**Exercise objective**
Restate the whole listing word for word, missing no line.

**Exercise inputs**
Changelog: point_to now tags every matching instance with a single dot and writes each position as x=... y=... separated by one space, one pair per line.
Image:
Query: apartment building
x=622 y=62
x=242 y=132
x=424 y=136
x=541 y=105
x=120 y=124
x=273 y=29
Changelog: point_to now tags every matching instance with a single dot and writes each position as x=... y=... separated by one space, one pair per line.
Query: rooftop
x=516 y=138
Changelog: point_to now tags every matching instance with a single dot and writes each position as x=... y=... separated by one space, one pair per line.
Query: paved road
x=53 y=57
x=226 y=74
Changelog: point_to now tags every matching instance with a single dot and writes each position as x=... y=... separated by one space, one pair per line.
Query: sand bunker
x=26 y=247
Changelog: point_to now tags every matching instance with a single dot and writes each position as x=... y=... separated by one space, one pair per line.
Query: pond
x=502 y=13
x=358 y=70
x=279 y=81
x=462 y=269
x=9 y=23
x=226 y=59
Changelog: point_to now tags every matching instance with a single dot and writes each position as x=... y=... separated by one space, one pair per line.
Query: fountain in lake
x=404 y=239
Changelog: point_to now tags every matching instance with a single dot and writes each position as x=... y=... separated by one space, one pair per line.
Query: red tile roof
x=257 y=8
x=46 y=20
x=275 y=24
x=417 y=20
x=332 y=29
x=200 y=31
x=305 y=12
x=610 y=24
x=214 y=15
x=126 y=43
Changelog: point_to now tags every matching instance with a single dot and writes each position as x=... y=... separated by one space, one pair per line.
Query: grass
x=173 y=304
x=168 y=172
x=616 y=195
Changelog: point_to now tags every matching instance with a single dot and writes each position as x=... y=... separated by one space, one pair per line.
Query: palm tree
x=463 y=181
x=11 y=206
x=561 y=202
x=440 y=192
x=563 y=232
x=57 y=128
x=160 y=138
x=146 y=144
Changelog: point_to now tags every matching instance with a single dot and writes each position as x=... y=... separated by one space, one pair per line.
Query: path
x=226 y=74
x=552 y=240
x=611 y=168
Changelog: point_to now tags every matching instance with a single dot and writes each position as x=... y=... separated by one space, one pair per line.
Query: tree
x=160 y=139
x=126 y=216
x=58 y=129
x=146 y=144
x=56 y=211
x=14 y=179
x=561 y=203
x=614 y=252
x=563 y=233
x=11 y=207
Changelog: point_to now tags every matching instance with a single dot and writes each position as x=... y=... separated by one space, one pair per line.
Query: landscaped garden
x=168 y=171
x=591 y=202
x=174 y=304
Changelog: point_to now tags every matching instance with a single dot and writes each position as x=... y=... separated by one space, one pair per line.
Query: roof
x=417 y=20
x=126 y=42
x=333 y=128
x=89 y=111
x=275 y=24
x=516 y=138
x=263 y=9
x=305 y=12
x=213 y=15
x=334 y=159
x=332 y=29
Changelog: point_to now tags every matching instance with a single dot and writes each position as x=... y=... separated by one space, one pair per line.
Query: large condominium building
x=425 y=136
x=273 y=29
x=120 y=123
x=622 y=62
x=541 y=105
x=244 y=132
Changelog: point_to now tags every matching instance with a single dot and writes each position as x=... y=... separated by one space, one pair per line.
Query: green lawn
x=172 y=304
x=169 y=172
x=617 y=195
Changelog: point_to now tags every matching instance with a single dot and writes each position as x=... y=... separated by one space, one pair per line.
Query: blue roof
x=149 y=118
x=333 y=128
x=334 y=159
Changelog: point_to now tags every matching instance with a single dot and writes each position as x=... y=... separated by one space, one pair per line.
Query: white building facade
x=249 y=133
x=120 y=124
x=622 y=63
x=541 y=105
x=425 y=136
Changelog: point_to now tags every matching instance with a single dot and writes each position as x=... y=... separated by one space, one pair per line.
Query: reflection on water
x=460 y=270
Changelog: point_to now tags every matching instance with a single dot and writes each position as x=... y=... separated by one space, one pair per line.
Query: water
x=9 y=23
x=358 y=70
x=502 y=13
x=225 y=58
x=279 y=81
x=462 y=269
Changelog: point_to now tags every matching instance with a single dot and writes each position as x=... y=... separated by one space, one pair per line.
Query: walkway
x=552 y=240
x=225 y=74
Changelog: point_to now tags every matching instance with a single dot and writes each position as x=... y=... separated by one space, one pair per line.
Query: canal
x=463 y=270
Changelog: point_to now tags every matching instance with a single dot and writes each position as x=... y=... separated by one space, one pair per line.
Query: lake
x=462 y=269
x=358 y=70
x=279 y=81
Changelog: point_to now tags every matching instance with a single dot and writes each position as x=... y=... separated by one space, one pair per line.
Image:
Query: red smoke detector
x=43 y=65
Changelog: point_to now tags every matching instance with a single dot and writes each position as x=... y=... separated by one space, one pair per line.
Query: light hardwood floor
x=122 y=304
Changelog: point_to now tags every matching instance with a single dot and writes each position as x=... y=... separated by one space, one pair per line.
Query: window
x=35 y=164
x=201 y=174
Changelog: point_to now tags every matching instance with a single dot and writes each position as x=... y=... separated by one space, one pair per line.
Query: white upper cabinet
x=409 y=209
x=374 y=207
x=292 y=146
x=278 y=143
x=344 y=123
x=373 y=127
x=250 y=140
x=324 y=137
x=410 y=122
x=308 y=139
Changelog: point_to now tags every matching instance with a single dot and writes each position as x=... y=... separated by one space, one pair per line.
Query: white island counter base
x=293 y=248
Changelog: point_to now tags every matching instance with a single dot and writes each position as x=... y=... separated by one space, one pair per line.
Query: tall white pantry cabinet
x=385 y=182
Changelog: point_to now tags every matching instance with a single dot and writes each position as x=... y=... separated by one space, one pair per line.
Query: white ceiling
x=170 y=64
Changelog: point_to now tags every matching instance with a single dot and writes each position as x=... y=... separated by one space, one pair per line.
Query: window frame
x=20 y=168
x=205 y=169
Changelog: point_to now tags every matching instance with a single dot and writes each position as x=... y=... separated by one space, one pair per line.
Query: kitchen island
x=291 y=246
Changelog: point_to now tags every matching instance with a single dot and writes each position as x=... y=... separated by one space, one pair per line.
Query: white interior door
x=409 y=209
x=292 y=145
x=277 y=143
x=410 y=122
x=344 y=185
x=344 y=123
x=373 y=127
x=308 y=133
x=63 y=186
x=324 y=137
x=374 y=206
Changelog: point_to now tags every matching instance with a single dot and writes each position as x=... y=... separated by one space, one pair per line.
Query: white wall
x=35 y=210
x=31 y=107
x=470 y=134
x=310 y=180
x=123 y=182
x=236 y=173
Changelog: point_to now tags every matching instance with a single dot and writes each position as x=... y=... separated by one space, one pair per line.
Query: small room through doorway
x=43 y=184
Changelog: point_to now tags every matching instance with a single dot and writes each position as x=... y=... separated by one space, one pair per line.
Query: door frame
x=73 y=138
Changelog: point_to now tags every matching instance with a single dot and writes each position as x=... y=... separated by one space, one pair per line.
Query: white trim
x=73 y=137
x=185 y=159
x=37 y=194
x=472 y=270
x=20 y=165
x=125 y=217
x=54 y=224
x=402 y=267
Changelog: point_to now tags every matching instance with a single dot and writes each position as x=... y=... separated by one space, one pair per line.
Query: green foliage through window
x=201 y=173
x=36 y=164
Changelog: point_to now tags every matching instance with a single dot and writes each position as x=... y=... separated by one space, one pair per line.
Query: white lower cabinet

**Answer space**
Changelog: point_to now tags every matching instance with a single dot and writes each position as x=... y=... separated by one space, one pair per line.
Image:
Query: apartment building
x=622 y=62
x=242 y=132
x=424 y=136
x=541 y=105
x=120 y=124
x=273 y=29
Changelog: point_to now tags every matching instance with a single dot and writes each position as x=... y=... separated by one space, one pair per line.
Query: rooftop
x=516 y=138
Changelog: point_to now tags every matching instance with a single dot and writes each position as x=... y=... separated by one space, one pair per line.
Query: paved road
x=53 y=57
x=226 y=74
Changelog: point_to now tags every matching instance with a single dot and writes each position as x=... y=... separated by one space, one pair per line.
Query: sand bunker
x=26 y=247
Changelog: point_to now tags every matching instance with a single dot and writes each position as x=... y=... separated by one space, one pair per line.
Query: pond
x=502 y=13
x=358 y=70
x=279 y=81
x=462 y=269
x=9 y=23
x=226 y=59
Changelog: point_to now tags every matching instance with a single dot and writes each position as x=... y=... separated by one space, one pair per line.
Query: fountain in lake
x=404 y=239
Changelog: point_to now tags every matching instance with a single dot and writes each position as x=... y=... separated by one space, one pair per line.
Query: red tile roof
x=257 y=8
x=46 y=20
x=275 y=24
x=417 y=20
x=332 y=29
x=200 y=31
x=305 y=12
x=610 y=24
x=214 y=15
x=126 y=43
Changelog: point_to now tags every matching instance with a single dot and writes each position as x=... y=... separated by one space, one pair per line.
Query: grass
x=173 y=304
x=168 y=172
x=616 y=195
Changelog: point_to now tags every matching instance with a single dot and writes each position as x=... y=... separated by one space, one pair per line.
Query: palm tree
x=463 y=181
x=11 y=206
x=561 y=202
x=440 y=192
x=563 y=232
x=57 y=128
x=160 y=138
x=146 y=144
Changelog: point_to now tags every matching instance with a single dot and writes each position as x=... y=... separated by one space, one pair per line.
Query: path
x=226 y=74
x=552 y=240
x=611 y=168
Changelog: point_to now tags every matching instance with a single dot and writes each position as x=... y=... separated by one space, one pair per line.
Query: tree
x=160 y=139
x=126 y=216
x=58 y=129
x=146 y=144
x=56 y=211
x=14 y=179
x=561 y=203
x=614 y=252
x=563 y=233
x=11 y=207
Changelog: point_to now tags every matching instance with a single dot and writes each position as x=... y=... separated by one space, one pair per line.
Query: landscaped garden
x=168 y=171
x=591 y=202
x=174 y=304
Changelog: point_to now tags every matching instance with a single dot and writes each position as x=... y=... separated by one space, one pair per line.
Query: roof
x=417 y=20
x=126 y=42
x=333 y=128
x=89 y=111
x=275 y=24
x=516 y=138
x=263 y=9
x=305 y=12
x=213 y=15
x=334 y=159
x=332 y=29
Changelog: point_to now tags every matching instance with a single dot and writes each position as x=... y=... separated by one space, one pair per line.
Query: large condominium building
x=425 y=136
x=273 y=29
x=120 y=123
x=622 y=62
x=541 y=105
x=244 y=132
Changelog: point_to now tags every matching instance with a single dot and writes each position as x=... y=... separated by one space, one pair per line.
Query: green lawn
x=172 y=304
x=169 y=172
x=617 y=195
Changelog: point_to now tags every matching instance with a single dot and writes each position as x=... y=... separated by one space, one pair per line.
Query: blue roof
x=149 y=118
x=333 y=128
x=334 y=159
Changelog: point_to now tags every matching instance with a single dot and writes each position as x=... y=... separated by one space, one pair per line.
Query: white building facade
x=249 y=133
x=120 y=124
x=622 y=63
x=541 y=105
x=425 y=136
Changelog: point_to now tags every matching instance with a single dot and writes each position as x=... y=... separated by one space, one pair per line.
Query: reflection on water
x=460 y=270
Changelog: point_to now tags every matching instance with a single dot and writes each position as x=... y=... separated by one space, one pair per line.
Query: water
x=9 y=23
x=358 y=70
x=502 y=13
x=225 y=58
x=279 y=81
x=462 y=269
Changelog: point_to now tags every matching instance with a single dot and writes each position as x=... y=... separated by one space, one pair per line.
Query: walkway
x=552 y=240
x=225 y=74
Changelog: point_to now tags every matching instance with a single dot and writes each position as x=... y=... separated by one space, one pair per line.
Query: canal
x=463 y=270
Changelog: point_to now tags every matching instance with a single dot and writes each position as x=... y=... separated by one space, one pair per line.
Query: lake
x=462 y=269
x=358 y=70
x=279 y=81
Changelog: point_to now tags every matching instance with a single dot and writes each position as x=... y=... separated by one space, one pair per line.
Image:
Query: red smoke detector
x=43 y=65
Changelog: point_to now tags every matching instance with a single dot and writes each position as x=... y=... separated by one space, one pair per line.
Query: light hardwood floor
x=122 y=304
Changelog: point_to now tags every matching instance with a single dot and writes each position as x=... y=... separated by one space, one pair per line.
Query: window
x=35 y=164
x=201 y=174
Changelog: point_to now tags every matching instance with a single dot and writes each position as x=... y=... separated by one space, one pair per line.
Query: white upper cabinet
x=409 y=209
x=374 y=207
x=292 y=146
x=278 y=143
x=344 y=123
x=373 y=127
x=250 y=140
x=324 y=137
x=410 y=122
x=308 y=139
Changelog: point_to now tags every matching instance with a single dot and writes each position as x=... y=... separated by one space, one pair per line.
Query: white island counter base
x=293 y=248
Changelog: point_to now tags every matching instance with a single dot and writes each position as x=... y=... separated by one space, one pair per line.
Query: tall white pantry cabinet
x=385 y=182
Changelog: point_to now tags every matching instance with a single dot and writes each position as x=... y=... separated by one space, one pair per line.
Query: white ceiling
x=170 y=64
Changelog: point_to now tags every matching instance with a single dot and writes each position as x=... y=... separated by one space, one pair per line.
Query: window frame
x=20 y=168
x=205 y=169
Changelog: point_to now tags every matching instance with a single dot and writes each position as x=... y=... separated by one space, one pair per line.
Query: kitchen island
x=291 y=246
Changelog: point_to now tags every matching instance with a single dot and writes each position as x=... y=... separated by one space, one pair per line.
Query: white interior door
x=409 y=209
x=292 y=145
x=277 y=143
x=410 y=122
x=344 y=185
x=344 y=123
x=373 y=127
x=308 y=133
x=63 y=186
x=324 y=137
x=374 y=206
Changelog: point_to now tags every matching instance with a single dot and writes each position as x=... y=... separated by one space, one pair per line.
Query: white wall
x=35 y=210
x=31 y=107
x=470 y=134
x=310 y=180
x=123 y=182
x=236 y=173
Changelog: point_to now tags every matching instance with a single dot and writes each position as x=... y=... separated by one space, one pair per line.
Query: small room through doorway
x=43 y=184
Changelog: point_to now tags every matching instance with a single dot and writes each position as x=... y=... separated by one space, one pair per line.
Query: door frame
x=73 y=138
Changelog: point_to now tags every matching instance with a single dot and writes each position as x=... y=... separated by one space, one pair per line.
Query: white trim
x=73 y=137
x=185 y=159
x=37 y=194
x=472 y=270
x=20 y=165
x=125 y=217
x=54 y=224
x=402 y=267
Changelog: point_to now tags every matching instance with a single dot and writes each position as x=... y=... separated by one space, one pair per line.
Query: green foliage through window
x=201 y=173
x=36 y=164
Changelog: point_to now tags every matching instance with a single dot and writes each position as x=... y=... separated by one space, one pair per line.
Query: white lower cabinet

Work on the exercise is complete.